Extrait du texte:
---------------

En revanche, même si, non, je ne suis pas devenue freelance pour (je cite) "m'occuper de mes filles", je dois admettre que la flexibilité que ce statut m'apporte aujourd'hui m'est précieux. J'ai également apprécié le rééquilibrage forcé qui s'est opéré du pro vers le perso lors du confinement, où j'ai vraiment eu le sentiment de voir mes filles grandir. Le test de Schein a une fois encore confirmé l'intuition que j'avais : l'harmonie entre mes deux sphères privée et professionnelle sont la condition #1 à mon épanouissement. A voir désormais comment j'arrive à maintenir cela alors que je dois consacrer beaucoup d'énergie au maintien de mon activité dans un contexte économique compliqué et incertain.


Ce que j'ai décidé d'arrêter


Me laisser gagner par le "syndrome de l'imposteur"


Un bilan c'est l'occasion de célébrer ses avancées, apprendre de ses échecs et aussi identifier des opportunités manquées. Il y a quelques semaines, j'écrivais un article sur la confiance en soi *, dans lequel j'expliquais que je n'avais que très récemment accepté de lâcher-prise et de me faire confiance dans les ateliers que je facilitais.

---------------

Matériel recueilli:

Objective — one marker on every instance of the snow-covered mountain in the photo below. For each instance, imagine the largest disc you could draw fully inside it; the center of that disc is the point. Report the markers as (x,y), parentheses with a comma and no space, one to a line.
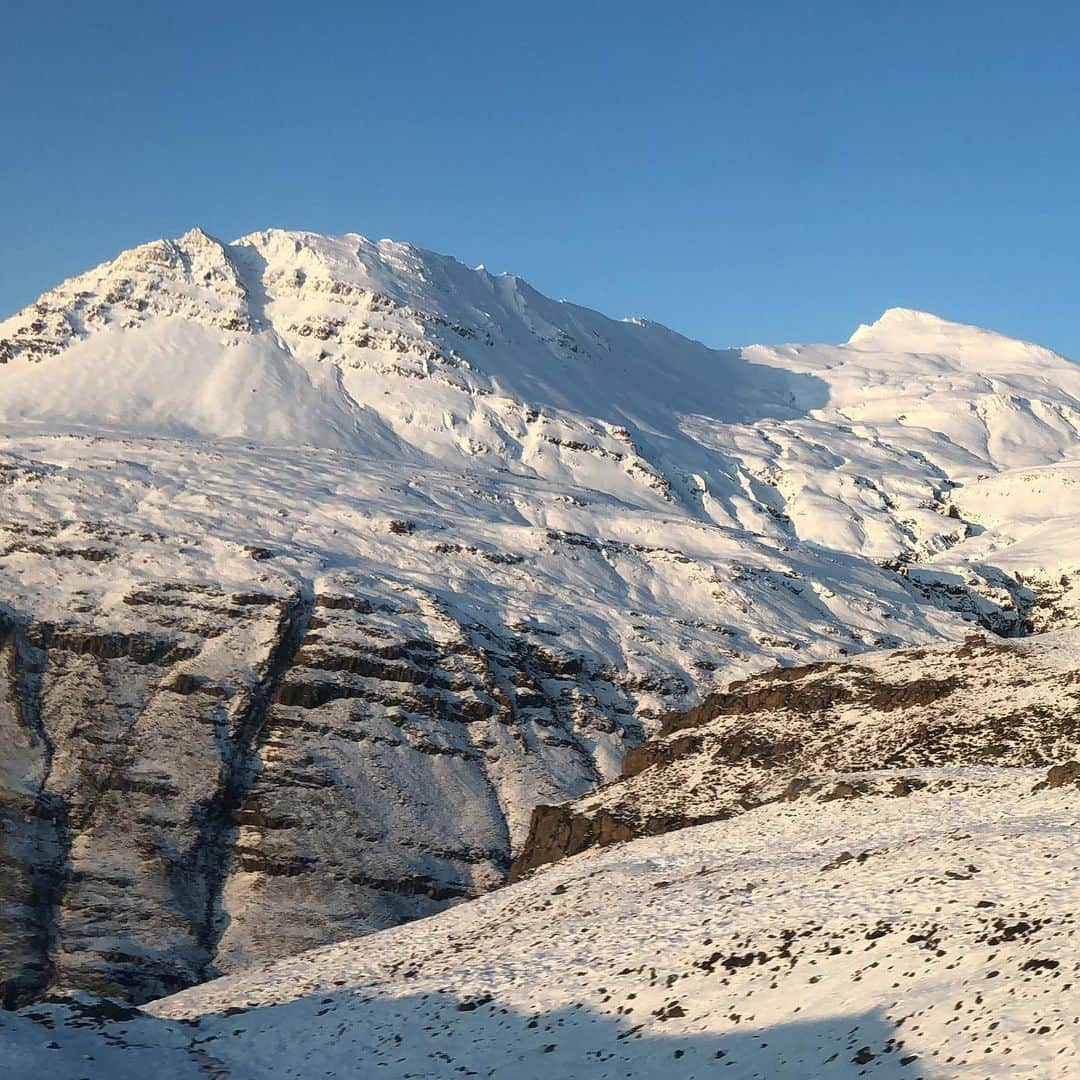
(324,562)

---------------

À faire:
• 1. Dans le passage sur le travail en freelance, qu'a confirmé le test de Schein ?
• 2. Poursuivez le passage sur le travail en freelance et la confiance en soi à partir de là où il s'arrête.
Les lignes n'interviennent pas ici.

Réponses finales:
• 1. L'harmonie entre les sphères privée et professionnelle est la condition #1 de l'épanouissement.

• 2.
Il est clair maintenant pour moi que j'étais obsédée par des aspects techniques. Même si je les juge toujours importants, ils en venaient à me déstabiliser tellement que soit je m'auto-sabotais en atelier en me laissant gagner par le stress et l'énergie négative insufflés par la petite voix malveillante dans ma tête, soit je refusais parfois certaines opportunités. Notamment quand ces dernières m'exposaient trop au sein de certains collectifs. J'avais beau avoir lu l'excellent livre de Brené Brown "Le pouvoir de la vulnérabilité" et vu son TedTalks, je n'ai pas toujours accepté de me montrer mes doutes et mes failles. J'ai souvent préféré essayer de combler seule des lacunes techniques au lieu de m'appuyer sur d'autres.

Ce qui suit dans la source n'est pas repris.